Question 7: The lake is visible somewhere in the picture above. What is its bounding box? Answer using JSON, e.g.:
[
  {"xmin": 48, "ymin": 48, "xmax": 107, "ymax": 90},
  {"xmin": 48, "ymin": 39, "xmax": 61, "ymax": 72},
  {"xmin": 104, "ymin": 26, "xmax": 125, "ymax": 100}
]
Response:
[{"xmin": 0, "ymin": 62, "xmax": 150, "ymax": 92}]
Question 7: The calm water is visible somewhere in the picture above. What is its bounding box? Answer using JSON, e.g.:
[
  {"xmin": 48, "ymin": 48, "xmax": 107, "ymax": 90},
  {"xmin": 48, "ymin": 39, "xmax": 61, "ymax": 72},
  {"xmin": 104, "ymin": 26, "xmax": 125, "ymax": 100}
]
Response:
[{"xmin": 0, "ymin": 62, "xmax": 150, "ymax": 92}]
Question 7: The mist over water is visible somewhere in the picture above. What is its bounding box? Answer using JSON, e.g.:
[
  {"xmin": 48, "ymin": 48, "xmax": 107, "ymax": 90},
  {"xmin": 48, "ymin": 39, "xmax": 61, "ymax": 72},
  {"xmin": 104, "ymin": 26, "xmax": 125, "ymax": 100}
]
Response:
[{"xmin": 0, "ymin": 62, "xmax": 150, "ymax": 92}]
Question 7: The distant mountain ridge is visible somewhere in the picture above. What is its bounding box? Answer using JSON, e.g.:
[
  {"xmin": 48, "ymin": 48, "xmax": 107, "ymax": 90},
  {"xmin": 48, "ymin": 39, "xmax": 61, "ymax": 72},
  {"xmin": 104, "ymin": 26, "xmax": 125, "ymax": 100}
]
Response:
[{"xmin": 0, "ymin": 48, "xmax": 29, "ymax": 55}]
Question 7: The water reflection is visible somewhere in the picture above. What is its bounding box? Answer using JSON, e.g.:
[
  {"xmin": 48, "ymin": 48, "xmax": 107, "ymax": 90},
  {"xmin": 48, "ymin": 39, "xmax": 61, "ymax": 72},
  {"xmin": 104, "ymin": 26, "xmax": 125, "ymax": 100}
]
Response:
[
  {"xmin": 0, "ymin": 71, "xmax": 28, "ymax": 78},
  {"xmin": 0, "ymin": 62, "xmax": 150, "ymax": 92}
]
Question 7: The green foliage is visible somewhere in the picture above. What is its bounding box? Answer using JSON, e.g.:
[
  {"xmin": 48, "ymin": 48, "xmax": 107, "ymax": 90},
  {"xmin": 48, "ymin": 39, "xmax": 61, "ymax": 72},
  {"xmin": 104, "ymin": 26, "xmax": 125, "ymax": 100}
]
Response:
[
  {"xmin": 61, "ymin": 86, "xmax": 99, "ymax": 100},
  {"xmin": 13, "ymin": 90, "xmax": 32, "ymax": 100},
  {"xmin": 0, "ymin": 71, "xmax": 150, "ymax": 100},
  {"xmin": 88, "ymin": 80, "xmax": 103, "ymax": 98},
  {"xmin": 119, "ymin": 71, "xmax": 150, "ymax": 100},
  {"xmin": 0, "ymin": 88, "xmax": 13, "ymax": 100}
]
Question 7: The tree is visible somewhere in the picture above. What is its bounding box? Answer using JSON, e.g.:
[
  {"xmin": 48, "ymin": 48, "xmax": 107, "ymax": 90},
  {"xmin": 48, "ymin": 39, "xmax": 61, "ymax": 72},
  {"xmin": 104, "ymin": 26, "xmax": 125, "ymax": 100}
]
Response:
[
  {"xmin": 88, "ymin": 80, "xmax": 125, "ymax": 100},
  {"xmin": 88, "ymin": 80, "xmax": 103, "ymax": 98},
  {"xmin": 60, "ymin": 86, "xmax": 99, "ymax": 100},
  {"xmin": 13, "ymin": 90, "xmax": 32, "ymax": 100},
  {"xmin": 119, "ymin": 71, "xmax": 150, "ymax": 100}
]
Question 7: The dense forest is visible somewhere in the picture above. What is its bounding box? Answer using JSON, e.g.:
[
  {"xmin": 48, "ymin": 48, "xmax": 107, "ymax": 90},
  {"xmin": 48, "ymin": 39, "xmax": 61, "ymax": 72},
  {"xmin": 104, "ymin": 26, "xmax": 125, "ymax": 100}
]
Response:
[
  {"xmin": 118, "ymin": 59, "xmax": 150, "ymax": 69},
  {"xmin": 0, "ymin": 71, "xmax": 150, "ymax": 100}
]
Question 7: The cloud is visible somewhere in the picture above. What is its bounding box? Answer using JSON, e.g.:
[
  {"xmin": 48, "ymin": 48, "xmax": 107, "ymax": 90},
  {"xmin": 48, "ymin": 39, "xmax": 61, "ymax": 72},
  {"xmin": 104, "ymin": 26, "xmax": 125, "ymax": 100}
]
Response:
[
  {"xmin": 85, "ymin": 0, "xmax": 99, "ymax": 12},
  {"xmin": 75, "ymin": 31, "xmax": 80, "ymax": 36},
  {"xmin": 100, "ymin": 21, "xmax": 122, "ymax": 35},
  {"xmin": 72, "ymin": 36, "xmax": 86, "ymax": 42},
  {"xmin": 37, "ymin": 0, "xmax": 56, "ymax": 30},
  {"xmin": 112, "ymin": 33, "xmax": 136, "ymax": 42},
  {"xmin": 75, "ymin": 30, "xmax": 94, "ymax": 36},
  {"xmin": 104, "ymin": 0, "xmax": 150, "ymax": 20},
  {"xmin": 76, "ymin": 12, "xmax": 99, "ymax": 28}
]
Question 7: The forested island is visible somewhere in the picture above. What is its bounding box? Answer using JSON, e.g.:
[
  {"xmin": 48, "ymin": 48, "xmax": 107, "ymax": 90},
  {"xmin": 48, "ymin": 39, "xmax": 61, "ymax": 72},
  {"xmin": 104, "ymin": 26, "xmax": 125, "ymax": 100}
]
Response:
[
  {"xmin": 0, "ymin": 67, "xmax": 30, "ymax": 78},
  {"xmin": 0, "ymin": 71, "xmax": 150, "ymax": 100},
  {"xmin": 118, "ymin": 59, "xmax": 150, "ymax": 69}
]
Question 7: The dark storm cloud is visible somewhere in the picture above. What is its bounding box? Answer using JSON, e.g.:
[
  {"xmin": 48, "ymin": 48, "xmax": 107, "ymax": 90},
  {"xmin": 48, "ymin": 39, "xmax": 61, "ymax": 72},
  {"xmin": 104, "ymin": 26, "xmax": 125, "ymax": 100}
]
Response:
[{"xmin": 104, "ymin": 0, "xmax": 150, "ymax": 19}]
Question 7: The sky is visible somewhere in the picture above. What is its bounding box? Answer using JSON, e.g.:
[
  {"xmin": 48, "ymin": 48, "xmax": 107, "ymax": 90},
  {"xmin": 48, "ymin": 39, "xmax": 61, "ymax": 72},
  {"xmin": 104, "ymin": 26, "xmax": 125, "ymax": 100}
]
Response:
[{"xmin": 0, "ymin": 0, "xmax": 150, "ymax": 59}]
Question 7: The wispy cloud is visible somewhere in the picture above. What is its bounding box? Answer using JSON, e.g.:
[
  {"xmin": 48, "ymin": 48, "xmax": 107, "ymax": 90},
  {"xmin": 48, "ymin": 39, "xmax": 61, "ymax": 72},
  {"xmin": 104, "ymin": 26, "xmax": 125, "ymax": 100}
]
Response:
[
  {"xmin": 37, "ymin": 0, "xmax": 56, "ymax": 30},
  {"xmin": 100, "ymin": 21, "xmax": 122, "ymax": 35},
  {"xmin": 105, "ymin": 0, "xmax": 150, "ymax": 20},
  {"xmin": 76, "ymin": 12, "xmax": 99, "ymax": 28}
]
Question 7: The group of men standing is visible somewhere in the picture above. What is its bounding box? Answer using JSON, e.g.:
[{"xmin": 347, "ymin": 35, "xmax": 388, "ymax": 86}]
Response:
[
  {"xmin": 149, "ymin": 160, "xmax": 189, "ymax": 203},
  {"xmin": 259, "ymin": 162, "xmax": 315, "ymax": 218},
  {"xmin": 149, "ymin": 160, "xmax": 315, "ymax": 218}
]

# EXERCISE
Put every line, starting at the one that contains "Question 7: The forested" and ending at the last line of the items, into a JSON list of strings with one string per line, leaving out blank lines.

# PROBLEM SOLUTION
[
  "Question 7: The forested island is visible somewhere in the picture above. What is its bounding box? Answer using JSON, e.g.:",
  "[",
  "  {\"xmin\": 48, \"ymin\": 48, \"xmax\": 107, \"ymax\": 90},",
  "  {\"xmin\": 48, \"ymin\": 39, \"xmax\": 61, \"ymax\": 72},",
  "  {\"xmin\": 104, \"ymin\": 26, \"xmax\": 125, \"ymax\": 100}",
  "]",
  "Response:",
  "[",
  "  {\"xmin\": 0, \"ymin\": 67, \"xmax\": 30, \"ymax\": 78},",
  "  {\"xmin\": 0, \"ymin\": 71, \"xmax\": 150, \"ymax\": 100},",
  "  {\"xmin\": 118, \"ymin\": 59, \"xmax\": 150, \"ymax\": 69}",
  "]",
  "Question 7: The dark storm cloud is visible somewhere in the picture above. What is its bounding box? Answer using JSON, e.g.:",
  "[",
  "  {\"xmin\": 48, \"ymin\": 48, \"xmax\": 107, \"ymax\": 90},",
  "  {\"xmin\": 48, \"ymin\": 39, \"xmax\": 61, \"ymax\": 72},",
  "  {\"xmin\": 104, \"ymin\": 26, \"xmax\": 125, \"ymax\": 100}",
  "]",
  "Response:",
  "[{\"xmin\": 104, \"ymin\": 0, \"xmax\": 150, \"ymax\": 19}]",
  "Question 7: The sky is visible somewhere in the picture above. What is its bounding box? Answer using JSON, e.g.:",
  "[",
  "  {\"xmin\": 48, \"ymin\": 48, \"xmax\": 107, \"ymax\": 90},",
  "  {\"xmin\": 48, \"ymin\": 39, \"xmax\": 61, \"ymax\": 72},",
  "  {\"xmin\": 104, \"ymin\": 26, \"xmax\": 125, \"ymax\": 100}",
  "]",
  "Response:",
  "[{\"xmin\": 0, \"ymin\": 0, \"xmax\": 150, \"ymax\": 59}]",
  "Question 7: The wispy cloud is visible somewhere in the picture above. What is its bounding box? Answer using JSON, e.g.:",
  "[",
  "  {\"xmin\": 48, \"ymin\": 48, \"xmax\": 107, \"ymax\": 90},",
  "  {\"xmin\": 48, \"ymin\": 39, \"xmax\": 61, \"ymax\": 72},",
  "  {\"xmin\": 104, \"ymin\": 26, \"xmax\": 125, \"ymax\": 100}",
  "]",
  "Response:",
  "[",
  "  {\"xmin\": 37, \"ymin\": 0, \"xmax\": 56, \"ymax\": 30},",
  "  {\"xmin\": 100, \"ymin\": 21, \"xmax\": 122, \"ymax\": 35},",
  "  {\"xmin\": 105, \"ymin\": 0, \"xmax\": 150, \"ymax\": 20},",
  "  {\"xmin\": 76, \"ymin\": 12, \"xmax\": 99, \"ymax\": 28}",
  "]",
  "Question 7: The group of men standing is visible somewhere in the picture above. What is its bounding box? Answer using JSON, e.g.:",
  "[{\"xmin\": 347, \"ymin\": 35, \"xmax\": 388, \"ymax\": 86}]",
  "Response:",
  "[",
  "  {\"xmin\": 149, \"ymin\": 160, \"xmax\": 189, \"ymax\": 203},",
  "  {\"xmin\": 259, \"ymin\": 162, \"xmax\": 315, \"ymax\": 218},",
  "  {\"xmin\": 149, \"ymin\": 160, \"xmax\": 315, \"ymax\": 218}",
  "]"
]